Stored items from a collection

==============================

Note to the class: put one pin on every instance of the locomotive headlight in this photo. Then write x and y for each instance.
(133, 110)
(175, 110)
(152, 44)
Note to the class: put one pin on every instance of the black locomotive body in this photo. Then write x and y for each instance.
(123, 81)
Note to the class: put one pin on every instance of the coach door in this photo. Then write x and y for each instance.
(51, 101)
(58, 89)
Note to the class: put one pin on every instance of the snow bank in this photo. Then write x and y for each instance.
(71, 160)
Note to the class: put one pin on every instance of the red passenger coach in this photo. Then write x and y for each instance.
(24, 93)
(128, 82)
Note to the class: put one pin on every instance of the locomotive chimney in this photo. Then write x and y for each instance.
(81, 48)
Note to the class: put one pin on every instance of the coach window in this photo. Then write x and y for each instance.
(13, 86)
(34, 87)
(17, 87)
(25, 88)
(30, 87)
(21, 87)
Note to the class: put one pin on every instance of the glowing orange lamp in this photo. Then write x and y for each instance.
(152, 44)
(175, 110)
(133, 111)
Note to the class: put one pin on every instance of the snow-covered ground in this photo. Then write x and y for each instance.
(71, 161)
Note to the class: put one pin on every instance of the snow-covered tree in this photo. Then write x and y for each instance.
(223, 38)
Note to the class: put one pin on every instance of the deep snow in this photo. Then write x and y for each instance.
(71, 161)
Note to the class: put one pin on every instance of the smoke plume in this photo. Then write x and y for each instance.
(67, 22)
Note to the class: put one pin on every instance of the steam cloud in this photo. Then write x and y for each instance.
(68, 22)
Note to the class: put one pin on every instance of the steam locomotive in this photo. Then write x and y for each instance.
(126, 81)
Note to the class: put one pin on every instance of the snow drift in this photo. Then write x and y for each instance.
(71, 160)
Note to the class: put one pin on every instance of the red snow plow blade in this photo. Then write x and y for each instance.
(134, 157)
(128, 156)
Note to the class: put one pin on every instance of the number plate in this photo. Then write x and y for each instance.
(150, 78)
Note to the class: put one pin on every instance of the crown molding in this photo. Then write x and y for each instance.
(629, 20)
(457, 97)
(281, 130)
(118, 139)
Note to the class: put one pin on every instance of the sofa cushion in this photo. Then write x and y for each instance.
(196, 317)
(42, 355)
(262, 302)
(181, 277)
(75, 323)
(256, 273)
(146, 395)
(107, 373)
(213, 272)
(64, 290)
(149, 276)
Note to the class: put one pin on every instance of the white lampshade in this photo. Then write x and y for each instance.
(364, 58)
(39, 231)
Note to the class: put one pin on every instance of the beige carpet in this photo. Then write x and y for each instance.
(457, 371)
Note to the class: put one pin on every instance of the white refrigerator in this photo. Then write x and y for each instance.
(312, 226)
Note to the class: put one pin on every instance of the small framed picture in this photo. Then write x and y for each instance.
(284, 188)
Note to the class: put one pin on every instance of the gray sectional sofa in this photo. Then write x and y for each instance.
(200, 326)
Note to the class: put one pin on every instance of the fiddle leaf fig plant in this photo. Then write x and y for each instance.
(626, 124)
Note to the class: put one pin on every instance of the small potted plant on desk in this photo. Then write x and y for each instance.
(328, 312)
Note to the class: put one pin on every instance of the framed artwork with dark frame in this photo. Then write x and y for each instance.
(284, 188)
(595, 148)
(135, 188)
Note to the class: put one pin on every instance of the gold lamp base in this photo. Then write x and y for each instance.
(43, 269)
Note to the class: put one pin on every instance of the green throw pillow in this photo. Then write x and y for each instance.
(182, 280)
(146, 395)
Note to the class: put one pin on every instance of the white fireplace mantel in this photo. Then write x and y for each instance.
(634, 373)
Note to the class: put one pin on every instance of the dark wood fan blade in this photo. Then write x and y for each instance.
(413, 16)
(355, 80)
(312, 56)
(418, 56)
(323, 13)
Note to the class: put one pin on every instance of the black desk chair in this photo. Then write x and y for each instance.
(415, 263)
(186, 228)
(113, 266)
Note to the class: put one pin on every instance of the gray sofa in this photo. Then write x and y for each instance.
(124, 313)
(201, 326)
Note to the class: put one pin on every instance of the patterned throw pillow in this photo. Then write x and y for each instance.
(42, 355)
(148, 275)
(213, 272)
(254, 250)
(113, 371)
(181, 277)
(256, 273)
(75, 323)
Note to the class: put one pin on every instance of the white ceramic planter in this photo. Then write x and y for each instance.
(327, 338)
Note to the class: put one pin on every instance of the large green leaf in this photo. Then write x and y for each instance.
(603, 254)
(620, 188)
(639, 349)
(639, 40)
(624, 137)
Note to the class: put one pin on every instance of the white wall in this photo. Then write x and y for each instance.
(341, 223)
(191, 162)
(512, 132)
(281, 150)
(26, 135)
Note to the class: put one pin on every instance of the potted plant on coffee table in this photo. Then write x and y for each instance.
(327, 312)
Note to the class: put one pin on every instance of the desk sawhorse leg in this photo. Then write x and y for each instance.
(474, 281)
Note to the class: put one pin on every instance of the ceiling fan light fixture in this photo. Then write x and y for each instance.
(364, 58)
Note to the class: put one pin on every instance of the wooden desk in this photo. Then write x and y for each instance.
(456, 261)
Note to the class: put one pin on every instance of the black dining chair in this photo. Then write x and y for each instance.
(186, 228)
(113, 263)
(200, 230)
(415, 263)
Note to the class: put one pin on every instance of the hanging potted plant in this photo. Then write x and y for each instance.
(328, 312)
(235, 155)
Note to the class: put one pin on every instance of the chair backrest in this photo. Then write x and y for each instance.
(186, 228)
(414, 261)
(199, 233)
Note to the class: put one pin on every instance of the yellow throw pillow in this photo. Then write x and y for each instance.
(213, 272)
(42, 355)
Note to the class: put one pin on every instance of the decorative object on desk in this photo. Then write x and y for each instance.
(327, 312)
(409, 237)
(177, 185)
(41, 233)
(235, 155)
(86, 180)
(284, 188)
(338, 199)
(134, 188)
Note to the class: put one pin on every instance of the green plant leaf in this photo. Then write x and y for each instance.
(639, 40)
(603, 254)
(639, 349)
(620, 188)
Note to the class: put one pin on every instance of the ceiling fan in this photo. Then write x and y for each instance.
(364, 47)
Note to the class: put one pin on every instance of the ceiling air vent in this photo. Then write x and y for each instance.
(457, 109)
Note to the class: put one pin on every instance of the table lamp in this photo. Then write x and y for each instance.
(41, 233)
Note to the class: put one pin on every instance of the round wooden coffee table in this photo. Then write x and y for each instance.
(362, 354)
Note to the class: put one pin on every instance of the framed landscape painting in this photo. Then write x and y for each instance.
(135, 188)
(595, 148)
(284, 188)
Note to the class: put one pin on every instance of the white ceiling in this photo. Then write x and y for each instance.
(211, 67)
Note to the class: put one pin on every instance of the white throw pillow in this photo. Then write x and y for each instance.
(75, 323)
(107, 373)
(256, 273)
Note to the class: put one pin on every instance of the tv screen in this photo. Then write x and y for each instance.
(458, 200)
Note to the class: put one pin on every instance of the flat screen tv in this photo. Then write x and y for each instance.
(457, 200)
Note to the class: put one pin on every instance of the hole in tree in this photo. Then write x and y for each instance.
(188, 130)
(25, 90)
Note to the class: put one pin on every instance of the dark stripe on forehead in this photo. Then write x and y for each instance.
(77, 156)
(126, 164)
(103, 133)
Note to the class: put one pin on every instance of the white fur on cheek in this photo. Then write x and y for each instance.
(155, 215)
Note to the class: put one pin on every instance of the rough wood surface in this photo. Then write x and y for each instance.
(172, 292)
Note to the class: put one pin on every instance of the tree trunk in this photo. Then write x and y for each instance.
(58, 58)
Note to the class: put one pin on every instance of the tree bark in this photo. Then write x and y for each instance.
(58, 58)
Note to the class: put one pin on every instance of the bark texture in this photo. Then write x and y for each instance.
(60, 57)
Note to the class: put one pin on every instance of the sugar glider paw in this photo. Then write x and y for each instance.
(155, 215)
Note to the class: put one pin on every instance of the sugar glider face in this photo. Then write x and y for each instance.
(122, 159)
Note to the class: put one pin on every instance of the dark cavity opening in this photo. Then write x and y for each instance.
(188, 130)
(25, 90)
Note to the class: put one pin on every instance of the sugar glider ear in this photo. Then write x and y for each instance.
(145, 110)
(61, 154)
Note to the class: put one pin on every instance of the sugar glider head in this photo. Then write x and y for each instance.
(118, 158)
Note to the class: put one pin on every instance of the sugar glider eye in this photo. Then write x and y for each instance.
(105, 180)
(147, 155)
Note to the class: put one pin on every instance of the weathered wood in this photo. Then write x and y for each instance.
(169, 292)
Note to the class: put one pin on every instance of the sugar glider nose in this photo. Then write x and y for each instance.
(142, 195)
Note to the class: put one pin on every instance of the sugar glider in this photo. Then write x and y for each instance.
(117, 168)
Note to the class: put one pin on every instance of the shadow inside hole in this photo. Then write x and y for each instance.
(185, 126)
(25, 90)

==============================

■ What the exercise asks ■
Give back exactly the lines from the line containing "sugar glider eye" to the end of the entries, and no other lines.

■ Written solution ■
Note to the class: put one pin on every instance of the sugar glider eye in this photo. Then write x and y for each instance.
(105, 180)
(147, 155)
Note to the class: put one pin on every instance of the weathered wood in this photo. Then write x and y for each instance.
(169, 292)
Note to the class: put one pin on every instance of the sugar glider nose in this photo. Then write x and y for each instance.
(142, 195)
Note to the class: put one pin on every instance of the sugar glider in this photo. Then write x and y for each instance.
(117, 168)
Note to the class: put one pin on every instance of the shadow inside hole in this photo. Then write x and y for each instance.
(185, 126)
(25, 90)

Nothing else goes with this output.